** START OF Exercise data **

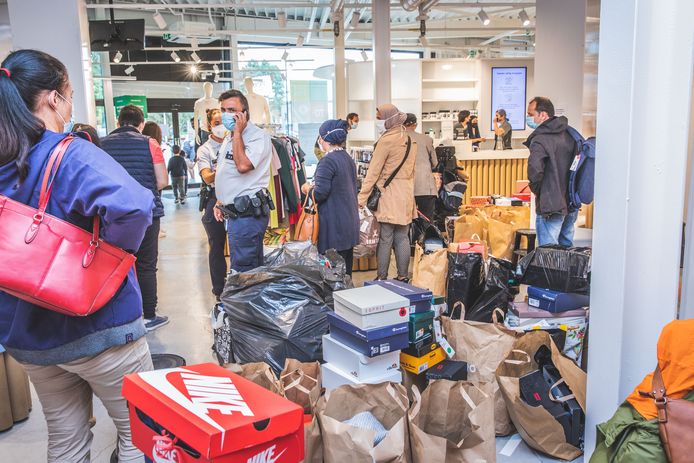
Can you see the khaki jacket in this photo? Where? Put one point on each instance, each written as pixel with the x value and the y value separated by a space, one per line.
pixel 397 205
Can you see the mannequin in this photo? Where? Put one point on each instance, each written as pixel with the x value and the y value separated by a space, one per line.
pixel 200 109
pixel 257 104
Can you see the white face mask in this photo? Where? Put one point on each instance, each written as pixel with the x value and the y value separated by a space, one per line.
pixel 219 131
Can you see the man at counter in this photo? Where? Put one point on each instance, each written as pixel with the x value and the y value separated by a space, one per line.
pixel 424 182
pixel 552 150
pixel 502 131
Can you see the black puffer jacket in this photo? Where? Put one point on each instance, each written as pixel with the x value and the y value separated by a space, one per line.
pixel 552 151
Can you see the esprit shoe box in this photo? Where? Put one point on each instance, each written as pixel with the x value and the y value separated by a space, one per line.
pixel 420 299
pixel 356 364
pixel 206 414
pixel 333 377
pixel 554 301
pixel 372 342
pixel 371 307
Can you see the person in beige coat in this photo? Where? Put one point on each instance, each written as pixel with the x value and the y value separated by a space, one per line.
pixel 396 208
pixel 425 190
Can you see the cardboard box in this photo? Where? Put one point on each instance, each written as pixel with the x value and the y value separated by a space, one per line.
pixel 421 325
pixel 452 370
pixel 418 365
pixel 210 415
pixel 357 364
pixel 420 299
pixel 371 307
pixel 555 301
pixel 333 377
pixel 369 342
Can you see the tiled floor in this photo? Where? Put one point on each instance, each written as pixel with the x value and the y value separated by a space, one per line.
pixel 185 296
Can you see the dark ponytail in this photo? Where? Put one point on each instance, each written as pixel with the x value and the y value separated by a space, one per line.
pixel 29 74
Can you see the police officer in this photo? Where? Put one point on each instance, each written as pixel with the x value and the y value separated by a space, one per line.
pixel 243 170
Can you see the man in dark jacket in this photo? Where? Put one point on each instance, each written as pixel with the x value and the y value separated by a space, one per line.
pixel 142 158
pixel 552 151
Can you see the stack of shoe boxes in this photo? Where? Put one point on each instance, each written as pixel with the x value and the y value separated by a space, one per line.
pixel 367 332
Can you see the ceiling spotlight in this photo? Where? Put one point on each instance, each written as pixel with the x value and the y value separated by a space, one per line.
pixel 524 17
pixel 354 22
pixel 484 17
pixel 282 19
pixel 159 19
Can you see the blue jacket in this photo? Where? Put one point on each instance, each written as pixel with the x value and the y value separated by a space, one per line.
pixel 88 182
pixel 132 150
pixel 336 194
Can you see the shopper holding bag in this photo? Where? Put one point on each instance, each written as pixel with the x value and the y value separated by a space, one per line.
pixel 69 358
pixel 335 191
pixel 389 182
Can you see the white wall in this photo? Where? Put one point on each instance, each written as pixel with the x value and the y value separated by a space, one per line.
pixel 559 55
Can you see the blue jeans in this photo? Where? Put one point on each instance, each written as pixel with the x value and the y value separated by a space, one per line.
pixel 556 229
pixel 246 242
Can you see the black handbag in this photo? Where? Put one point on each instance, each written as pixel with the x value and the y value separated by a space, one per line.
pixel 375 195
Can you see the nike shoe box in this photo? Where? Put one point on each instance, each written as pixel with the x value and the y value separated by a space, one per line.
pixel 371 307
pixel 554 301
pixel 372 342
pixel 356 364
pixel 420 299
pixel 206 414
pixel 333 377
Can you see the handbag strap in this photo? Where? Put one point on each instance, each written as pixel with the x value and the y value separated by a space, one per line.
pixel 395 172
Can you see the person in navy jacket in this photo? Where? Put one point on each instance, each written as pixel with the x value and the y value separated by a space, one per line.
pixel 70 358
pixel 335 190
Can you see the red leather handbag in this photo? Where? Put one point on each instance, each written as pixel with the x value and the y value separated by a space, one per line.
pixel 55 264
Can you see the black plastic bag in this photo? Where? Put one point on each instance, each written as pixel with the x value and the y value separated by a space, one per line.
pixel 279 311
pixel 466 278
pixel 557 268
pixel 498 291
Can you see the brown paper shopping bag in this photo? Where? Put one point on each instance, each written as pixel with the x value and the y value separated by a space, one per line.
pixel 484 346
pixel 301 383
pixel 452 422
pixel 343 443
pixel 259 373
pixel 537 427
pixel 430 271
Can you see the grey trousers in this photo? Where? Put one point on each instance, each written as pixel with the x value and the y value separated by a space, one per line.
pixel 393 236
pixel 65 392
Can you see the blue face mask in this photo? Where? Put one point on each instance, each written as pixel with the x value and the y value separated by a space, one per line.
pixel 229 121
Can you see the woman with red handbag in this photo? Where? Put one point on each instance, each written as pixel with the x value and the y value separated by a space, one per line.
pixel 67 357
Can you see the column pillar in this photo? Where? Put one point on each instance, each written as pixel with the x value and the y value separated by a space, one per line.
pixel 560 35
pixel 639 190
pixel 60 28
pixel 381 46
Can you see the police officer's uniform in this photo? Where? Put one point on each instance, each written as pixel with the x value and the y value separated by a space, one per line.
pixel 246 202
pixel 216 231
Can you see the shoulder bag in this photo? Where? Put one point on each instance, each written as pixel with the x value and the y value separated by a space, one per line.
pixel 675 420
pixel 307 228
pixel 52 263
pixel 375 195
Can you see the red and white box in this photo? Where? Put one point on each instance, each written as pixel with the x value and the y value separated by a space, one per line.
pixel 206 414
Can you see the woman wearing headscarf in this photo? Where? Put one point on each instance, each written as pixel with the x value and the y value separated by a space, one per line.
pixel 335 190
pixel 396 208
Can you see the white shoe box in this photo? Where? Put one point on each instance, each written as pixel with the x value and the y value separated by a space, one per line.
pixel 356 364
pixel 333 377
pixel 371 307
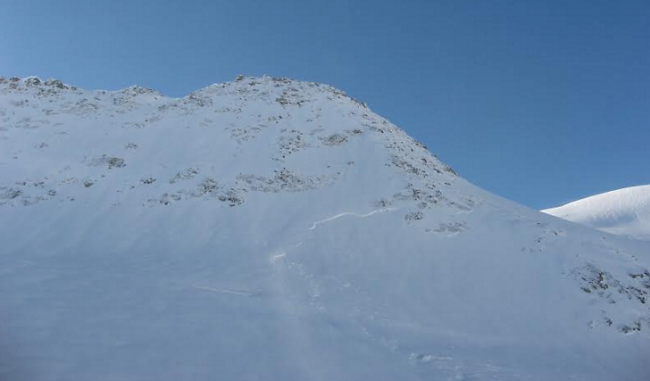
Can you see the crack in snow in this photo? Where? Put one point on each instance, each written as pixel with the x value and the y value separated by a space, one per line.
pixel 350 214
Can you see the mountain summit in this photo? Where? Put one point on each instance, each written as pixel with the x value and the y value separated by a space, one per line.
pixel 271 229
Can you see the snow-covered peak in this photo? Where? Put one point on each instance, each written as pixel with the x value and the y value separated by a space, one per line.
pixel 274 229
pixel 624 211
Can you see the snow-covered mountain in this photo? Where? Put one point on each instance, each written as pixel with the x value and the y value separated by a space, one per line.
pixel 270 229
pixel 624 211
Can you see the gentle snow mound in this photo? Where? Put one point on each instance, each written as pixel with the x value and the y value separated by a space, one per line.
pixel 624 211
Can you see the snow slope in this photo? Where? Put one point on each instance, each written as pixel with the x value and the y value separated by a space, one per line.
pixel 270 229
pixel 623 211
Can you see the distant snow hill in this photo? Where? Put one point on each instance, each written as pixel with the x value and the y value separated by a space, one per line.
pixel 623 212
pixel 272 229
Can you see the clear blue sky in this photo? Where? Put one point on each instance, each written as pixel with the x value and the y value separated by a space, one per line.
pixel 541 102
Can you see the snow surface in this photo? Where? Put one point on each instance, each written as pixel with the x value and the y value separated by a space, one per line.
pixel 270 229
pixel 624 211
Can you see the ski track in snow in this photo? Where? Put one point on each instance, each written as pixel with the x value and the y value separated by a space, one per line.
pixel 230 291
pixel 329 219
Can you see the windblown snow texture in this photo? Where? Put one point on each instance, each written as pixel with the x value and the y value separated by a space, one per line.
pixel 270 229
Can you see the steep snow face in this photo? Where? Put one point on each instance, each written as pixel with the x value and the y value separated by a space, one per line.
pixel 270 229
pixel 623 211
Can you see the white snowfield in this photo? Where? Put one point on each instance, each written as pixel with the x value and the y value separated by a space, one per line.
pixel 624 212
pixel 270 229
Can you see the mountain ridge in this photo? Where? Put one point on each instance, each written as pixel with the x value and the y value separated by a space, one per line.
pixel 276 229
pixel 624 211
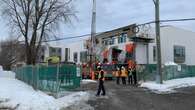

** END OF Exercise data **

# [Task requirements]
Rewrite all of the entries with "Put one point" swapped for "Place one point" each time it occurs, and keep every other part unchanged. Leave the pictures out of your answer.

# [Complete output]
Can you see the khaki jacket in this photo? Where? Place one point on each instance, each written as pixel with the x value and the y value separated by a space, one per line.
pixel 397 205
Can you see the mannequin in this photo? Where? Place one point on each instance, each written as pixel with the x value and the y value separated by a space, one per line.
pixel 200 109
pixel 257 104
Can you see the white face mask in this photo? Where? Place one point on each instance, each written as pixel with the x value and the y value separated by a space, one per line.
pixel 219 131
Can you see the man at counter in this photo? Where? Place one point on each instance, each written as pixel with the x value and the y value separated by a space, one per line.
pixel 424 182
pixel 552 150
pixel 502 131
Can you see the black puffer jacket in this photo? Where? Place one point on each instance, each written as pixel with the x value and the y value separated by a space, one per line.
pixel 552 151
Can you see the esprit shoe box in this photo? Where? Place one point on each instance, each written as pixel with the x value and the y value separated by a space, one per line.
pixel 420 299
pixel 356 364
pixel 206 414
pixel 333 377
pixel 554 301
pixel 372 342
pixel 371 307
Can you see the person in beige coat in this photo? Where? Place one point on each instance, each written as pixel with the x value and the y value separated by a space, one per line.
pixel 396 208
pixel 425 190
Can you see the cardboard box in this photo? Where? Place one point on each instance, each written as pixel with the x value and the y value separated by a space, one per line.
pixel 421 325
pixel 452 370
pixel 418 365
pixel 210 415
pixel 357 364
pixel 420 299
pixel 371 307
pixel 555 301
pixel 333 377
pixel 369 342
Can you see the tiled floor in this photo? Where? Place one point on each instance, each written as pixel with the x value and the y value separated by a space, one per line.
pixel 185 296
Can you see the dark ponytail in this photo? Where? Place one point on each instance, each written as pixel with the x value and the y value separated by a space, one per line.
pixel 29 74
Can you see the police officer in this photo? Where? Place one point on each instance, each written as pixel with the x value and the y value separated by a space, one per line.
pixel 243 170
Can you see the man in dark jacket in this photo? Where? Place one point on each instance, each written as pixel with the x value and the y value separated by a space, one per line.
pixel 142 158
pixel 552 151
Can you see the stack of shoe boxes in this photo? Where? Place one point on each instance, each written as pixel with the x value and the y value separated by a space, one per line.
pixel 367 332
Can you see the ceiling spotlight in this photo? Where? Place one point on each instance, each written as pixel with the x value and the y value separated by a space, one per line.
pixel 524 17
pixel 354 22
pixel 484 17
pixel 282 19
pixel 159 19
Can you see the blue jacket in this photo? Where? Place one point on each instance, each written as pixel with the x value and the y value separated by a space, one per line.
pixel 88 182
pixel 132 150
pixel 336 194
Can you see the shopper holding bag in this photo? Where? Place one point on each instance, each written as pixel with the x value and the y value separated by a space, one per line.
pixel 69 358
pixel 335 191
pixel 389 182
Can you see the white wall in this photo? Where? Place one point on each instance, each written as pixel with the x value and the y value separated by a space, one per line.
pixel 559 55
Can you see the blue jeans in this photo? Where? Place one point on each instance, each written as pixel with the x value and the y value separated by a space, one per line.
pixel 556 229
pixel 246 242
Can you see the black handbag in this photo? Where? Place one point on each instance, each written as pixel with the x value and the y value separated by a space, one per line.
pixel 375 195
Can you see the nike shoe box in this photo? Where? Place one point on each instance, each written as pixel with the x value and the y value separated by a space, one per line.
pixel 371 307
pixel 554 301
pixel 372 342
pixel 356 364
pixel 420 299
pixel 206 414
pixel 333 377
Can you see the handbag strap in this photo? Where? Place one point on each instance, each written as pixel with the x value and the y value separated by a space, one per line.
pixel 395 172
Can you see the person in navy jacket in this photo? Where? Place one point on each instance, each written as pixel with the x value and the y value separated by a space, one per line.
pixel 70 358
pixel 335 190
Can you see the red leather handbag in this photo? Where? Place one point on each instance, each written as pixel with the x value and the y value separated by a space, one per line.
pixel 55 264
Can you see the black plastic bag in this photo? Where? Place one point on each instance, each written as pixel with the x value and the y value separated by a space, one per line.
pixel 279 311
pixel 466 278
pixel 557 268
pixel 498 291
Can you see the brown paper shopping bag in this photo? Where? Place one point on each instance, each written as pixel with the x value and the y value separated by a space, one per line.
pixel 484 346
pixel 301 383
pixel 452 422
pixel 343 443
pixel 259 373
pixel 537 427
pixel 430 271
Can you see the grey trousers in this photo? Where? Place one point on each instance, each written as pixel with the x value and the y value separated by a space, one per line.
pixel 393 236
pixel 65 392
Can you see the blue face mask in this photo? Where? Place one point on each instance, each written as pixel with the x value and the y value separated by a space, one per line.
pixel 229 121
Can you see the woman with red handbag in this photo? Where? Place one point on each instance, each written as pixel with the x value and the y value separated by a space, one per line.
pixel 67 357
Can you see the column pillar in this photo? Where? Place one point on each instance, each written as pixel with the x value and the y value separated by a space, one per line.
pixel 560 35
pixel 639 190
pixel 60 28
pixel 381 46
Can you see the police officer's uniform in this photo? Where? Place one point on each instance, each written as pixel with the x value and the y value separated by a space, one per line.
pixel 246 202
pixel 216 231
Can you see the shoulder bag in this photo? Where? Place one point on each instance, each written as pixel with the x value and the y value separated by a space, one per line.
pixel 675 420
pixel 307 228
pixel 52 263
pixel 375 195
Can you see the red and white box in this photo? Where? Place one point on each instance, each written as pixel with the x value and the y value separated by a space, one per line.
pixel 206 414
Can you see the woman wearing headscarf in this photo? Where? Place one point on each instance, each written as pixel with the x value and the y value separated by a space, one per line.
pixel 335 190
pixel 396 208
Can you see the white shoe box in this photo? Where? Place one point on each instance, each written as pixel with the x value and the y value separated by a space, one per line.
pixel 356 364
pixel 333 377
pixel 371 307
Can you see the crack in snow in this photo? Where? Place one point on each instance, each written as pixel with the x value and the y value separated by a space, one per line.
pixel 350 214
Can you see the mountain summit in this photo? Where? Place one point on each instance, each written as pixel with the x value and the y value separated by a space, one per line.
pixel 271 229
Can you see the snow-covered peak in this photo? Where? Place one point on each instance, each written as pixel with the x value and the y value separated by a space, one per line.
pixel 274 229
pixel 624 211
Can you see the snow-covered mountain in this photo? Where? Place one point on each instance, each written as pixel with the x value and the y value separated by a space, one per line.
pixel 270 229
pixel 624 211
Can you see the gentle snow mound in this photo? Where? Place one point on each instance, each written as pixel with the x value and the y value separated by a space, one per line.
pixel 624 211
Can you see the snow slope in this photo? Where? Place one point on each instance, each written as pixel with the x value and the y value separated by a space, one per line.
pixel 270 229
pixel 623 211
Can you see the distant snow hill in this photo? Where? Place one point on each instance, each written as pixel with the x value and the y value separated by a space, one per line.
pixel 623 212
pixel 272 229
Can you see the clear blue sky in this photo? Where? Place one point on each instance, each written as pixel with the x value and the y value separated by a space, one per line.
pixel 541 102
Can you see the snow surface in this photo? Where? Place one point on each instance, each written as pixel with the x value and the y value separated by a space, one per line.
pixel 270 229
pixel 624 211
Can you see the ski track in snow in this photo? Where? Place one point on each instance, each written as pixel with the x value and the y value separated by a space, one per line.
pixel 230 291
pixel 329 219
Can you see the windblown snow texture in this photo? Where? Place one point on each instance, each written as pixel with the x value and the y value separated by a space, one per line.
pixel 270 229
Can you see the steep snow face in this photo? Where? Place one point on each instance, each written as pixel with the x value and the y value separated by a space, one per line.
pixel 270 229
pixel 623 211
Can you see the white snowfield in this photo? Where? Place one point on each instance, each written as pixel with the x value and the y value separated by a space, one per line.
pixel 624 212
pixel 270 229
Can you see the mountain ridge in this photo? Where? Place one point on each instance, each written as pixel with the x value and the y value separated by a space, one per line.
pixel 276 229
pixel 624 211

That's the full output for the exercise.